> [課題一覧]:
- A) 『メタナイトとあやつり姫』の紹介文から、「もっとも、高瀬美恵女史は過去」から「ププランドに立ち寄っていた。」までを一字一句違えずに書き写しなさい。
- B) 『メタナイトとあやつり姫』の紹介文の最後の文に続けて、その先を書きなさい。

星のカービィ メタナイトとあやつり姫

登録日:2015/02/17 Tue 00:22:20
更新日:2023/11/22 Wed 21:56:04
所要時間:約 17 分で読めます





『星のカービィ』シリーズ初の特別編!


メタナイト難事件挑む!!



星のカービィ メタナイトとあやつり姫』とは、2015年2月15日に角川つばさ文庫より出版された小説シリーズの第4弾である。

作:高瀬美恵
絵:苅野タウ・ぽと(※姉妹イラストレーター)
対象年齢:小学中級から
定価:680円(税別)



概要

星のカービィシリーズのノベライズ作品第4弾。
去年の第2弾と同じ3月…より少し早い2月での刊行となった。


今回は星のカービィシリーズのイケメン担当ことメタナイトが主役の特別編。
それ故、最近ゲーム版での活躍が非常に少ない反動もあってかメタナイトを中心に物語が進み、カービィを除くレギュラーキャラの活躍は少し控え目に描写されている。

前作までのユルめなストーリーと比較してシリアスな雰囲気が強く、舞台こそメルヘンチックだが殺伐とした空気も多々見られる。
(一応カービィやデデデ大王達によるいつものギャグパートもそこそこある)
第1弾を読んでから本作を読んだら凄まじい温度差にビックリすること請け合い。
もっとも、高瀬美恵女史は過去に『ペルソナ2』『グローランサー』『ファイアーエムブレム』等のRPG作品のノベライズを手がけた経歴がある為、本作はある意味で女史の本領発揮ともいうべき作品である。
ゲーム版のストーリーの方が好きだというファンでも楽しめると思われるので、「児童文庫だし…」と敬遠していた人もこれを機会に手にとってみてはどうだろうか。



なお特別編である関係か、サブタイトルに「~の巻」が付かない。
ちなみにそのサブタイトル自体も一部では「劇場版アンパンマンっぽい」とネタにされたりしている。


あらすじ

今回の物語は、メタナイトが主人公の特別編!
ケーキ作りで有名なシフォン星という星へ向かおうとしていたメタナイトは、とある用事のため、カービィたちのすむプププランドに立ち寄っていた。

> [データセットの行]:

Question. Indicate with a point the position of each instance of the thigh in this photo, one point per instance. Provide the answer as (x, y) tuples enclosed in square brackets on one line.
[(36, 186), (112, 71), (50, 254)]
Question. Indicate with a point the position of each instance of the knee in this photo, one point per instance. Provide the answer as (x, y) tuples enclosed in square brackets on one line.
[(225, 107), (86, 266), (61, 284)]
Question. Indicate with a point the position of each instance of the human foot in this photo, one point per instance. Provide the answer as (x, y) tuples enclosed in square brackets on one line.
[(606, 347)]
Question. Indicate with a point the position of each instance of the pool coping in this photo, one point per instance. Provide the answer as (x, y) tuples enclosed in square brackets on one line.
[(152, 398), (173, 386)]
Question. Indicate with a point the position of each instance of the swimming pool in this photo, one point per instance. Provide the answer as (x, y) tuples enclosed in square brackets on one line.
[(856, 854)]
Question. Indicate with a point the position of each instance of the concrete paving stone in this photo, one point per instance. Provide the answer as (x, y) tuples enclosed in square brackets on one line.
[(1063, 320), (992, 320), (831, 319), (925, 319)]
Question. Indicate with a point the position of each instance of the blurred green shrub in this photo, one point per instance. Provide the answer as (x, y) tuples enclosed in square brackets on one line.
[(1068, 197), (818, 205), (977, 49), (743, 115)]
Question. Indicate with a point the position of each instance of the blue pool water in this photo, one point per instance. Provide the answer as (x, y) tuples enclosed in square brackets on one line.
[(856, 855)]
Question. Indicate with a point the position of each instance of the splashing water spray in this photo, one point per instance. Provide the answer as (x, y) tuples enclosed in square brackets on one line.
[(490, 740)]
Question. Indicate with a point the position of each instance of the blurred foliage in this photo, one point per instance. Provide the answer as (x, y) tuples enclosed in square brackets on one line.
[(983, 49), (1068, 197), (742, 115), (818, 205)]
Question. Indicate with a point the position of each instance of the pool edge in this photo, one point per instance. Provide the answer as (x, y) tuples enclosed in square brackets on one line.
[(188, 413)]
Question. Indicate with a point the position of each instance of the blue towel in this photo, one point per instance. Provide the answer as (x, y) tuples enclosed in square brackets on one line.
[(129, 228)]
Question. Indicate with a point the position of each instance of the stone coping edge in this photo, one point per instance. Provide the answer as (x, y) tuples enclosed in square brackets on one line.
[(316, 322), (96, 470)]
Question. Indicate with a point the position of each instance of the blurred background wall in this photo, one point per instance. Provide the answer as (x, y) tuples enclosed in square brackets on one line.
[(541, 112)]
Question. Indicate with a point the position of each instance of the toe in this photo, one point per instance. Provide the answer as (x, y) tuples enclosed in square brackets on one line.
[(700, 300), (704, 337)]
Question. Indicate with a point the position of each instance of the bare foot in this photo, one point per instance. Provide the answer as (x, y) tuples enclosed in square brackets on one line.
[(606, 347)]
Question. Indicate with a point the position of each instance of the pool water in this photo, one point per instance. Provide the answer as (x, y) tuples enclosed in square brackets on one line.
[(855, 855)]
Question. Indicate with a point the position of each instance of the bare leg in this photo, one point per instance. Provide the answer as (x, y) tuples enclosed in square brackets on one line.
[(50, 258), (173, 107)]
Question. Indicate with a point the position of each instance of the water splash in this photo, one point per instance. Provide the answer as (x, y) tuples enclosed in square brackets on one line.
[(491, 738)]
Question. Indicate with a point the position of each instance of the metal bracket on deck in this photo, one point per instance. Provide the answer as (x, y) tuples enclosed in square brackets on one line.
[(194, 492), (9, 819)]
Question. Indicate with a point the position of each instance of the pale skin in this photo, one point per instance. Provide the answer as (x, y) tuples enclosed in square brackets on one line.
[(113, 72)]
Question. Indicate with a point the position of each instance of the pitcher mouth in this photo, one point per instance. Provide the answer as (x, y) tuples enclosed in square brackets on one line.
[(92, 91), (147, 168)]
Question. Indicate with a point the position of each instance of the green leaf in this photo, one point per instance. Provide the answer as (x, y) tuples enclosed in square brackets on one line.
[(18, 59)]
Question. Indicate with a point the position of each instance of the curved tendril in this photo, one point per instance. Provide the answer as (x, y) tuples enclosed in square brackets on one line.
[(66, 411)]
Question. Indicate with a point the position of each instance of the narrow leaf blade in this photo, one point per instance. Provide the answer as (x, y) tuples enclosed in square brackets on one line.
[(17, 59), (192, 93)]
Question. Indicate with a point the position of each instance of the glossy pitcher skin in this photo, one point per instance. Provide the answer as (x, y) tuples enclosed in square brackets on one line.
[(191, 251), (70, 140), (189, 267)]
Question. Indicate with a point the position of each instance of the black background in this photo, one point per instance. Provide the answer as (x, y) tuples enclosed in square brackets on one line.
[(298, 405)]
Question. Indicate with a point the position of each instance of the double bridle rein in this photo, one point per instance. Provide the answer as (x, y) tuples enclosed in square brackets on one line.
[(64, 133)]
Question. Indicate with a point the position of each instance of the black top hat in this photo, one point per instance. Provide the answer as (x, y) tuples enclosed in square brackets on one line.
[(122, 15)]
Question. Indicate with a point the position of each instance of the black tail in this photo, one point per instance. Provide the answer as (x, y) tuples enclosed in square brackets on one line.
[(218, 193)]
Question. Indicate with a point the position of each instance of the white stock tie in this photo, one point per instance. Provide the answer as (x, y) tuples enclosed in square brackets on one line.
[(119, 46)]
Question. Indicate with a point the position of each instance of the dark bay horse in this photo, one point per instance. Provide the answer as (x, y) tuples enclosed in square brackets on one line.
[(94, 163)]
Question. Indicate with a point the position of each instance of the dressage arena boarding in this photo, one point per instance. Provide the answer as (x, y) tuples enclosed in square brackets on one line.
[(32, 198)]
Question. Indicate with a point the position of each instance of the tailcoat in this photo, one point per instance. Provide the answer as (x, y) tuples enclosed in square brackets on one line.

> [各課題の解答]:
- A)
もっとも、高瀬美恵女史は過去に『ペルソナ2』『グローランサー』『ファイアーエムブレム』等のRPG作品のノベライズを手がけた経歴がある為、本作はある意味で女史の本領発揮ともいうべき作品である。
ゲーム版のストーリーの方が好きだというファンでも楽しめると思われるので、「児童文庫だし…」と敬遠していた人もこれを機会に手にとってみてはどうだろうか。



なお特別編である関係か、サブタイトルに「~の巻」が付かない。
ちなみにそのサブタイトル自体も一部では「劇場版アンパンマンっぽい」とネタにされたりしている。


あらすじ

今回の物語は、メタナイトが主人公の特別編!
ケーキ作りで有名なシフォン星という星へ向かおうとしていたメタナイトは、とある用事のため、カービィたちのすむプププランドに立ち寄っていた。

- B)
しかしそのころ、シフォン星ではマローナ姫が行方不明になる事件が起こっていて!?
カービィ、デデデ大王たちとともに、急いでシフォン星へと向かうメタナイト。
だけど、たどりついた先では意外な展開が待っていた!!


(裏表紙より引用)

登場人物

レギュラー

常に仮面をつけていて、すべてが謎につつまれた剣士。

「やつをにくむ気持ちは、私も同じだ。だからこそ、冷静にふるまわなくては」

今回の主人公。
シフォン星の国王とは友好な関係で、かつて部下が世話になった恩もあり、国王の誕生日パーティの前にプレゼントを用意しようとコックカワサキの元を訪れる。
だが、新聞で国王の娘マローナ姫の失踪を知るところとなり、部下達と共に急遽自前の戦艦ハルバードでシフォン星へと向かった。
そこでは深い因縁のある宿敵との再会が……

主役だけあっていつも以上に「正義のヒーロー」の側面が強く、それ以外のキャラクター面でも深い掘り下げが行われた。
カッコイイ見せ場も相応に多い。
特に中~終盤でマローナ姫に彼が語る言葉は必見。
その一方、フリーダム過ぎるカービィとデデデ大王にはかなりイラついており、頼んでもいないのに(食い物目当てで)半ば強引にハルバードへ搭乗して以来二人をまとめて「積み荷」呼ばわりするようになった。
デデデに関しては間違っていないのが何とも言えない。
ただし完全に嫌いという訳ではなさそうで、終盤のあるシーンでは彼らへの本心を窺い知ることができる。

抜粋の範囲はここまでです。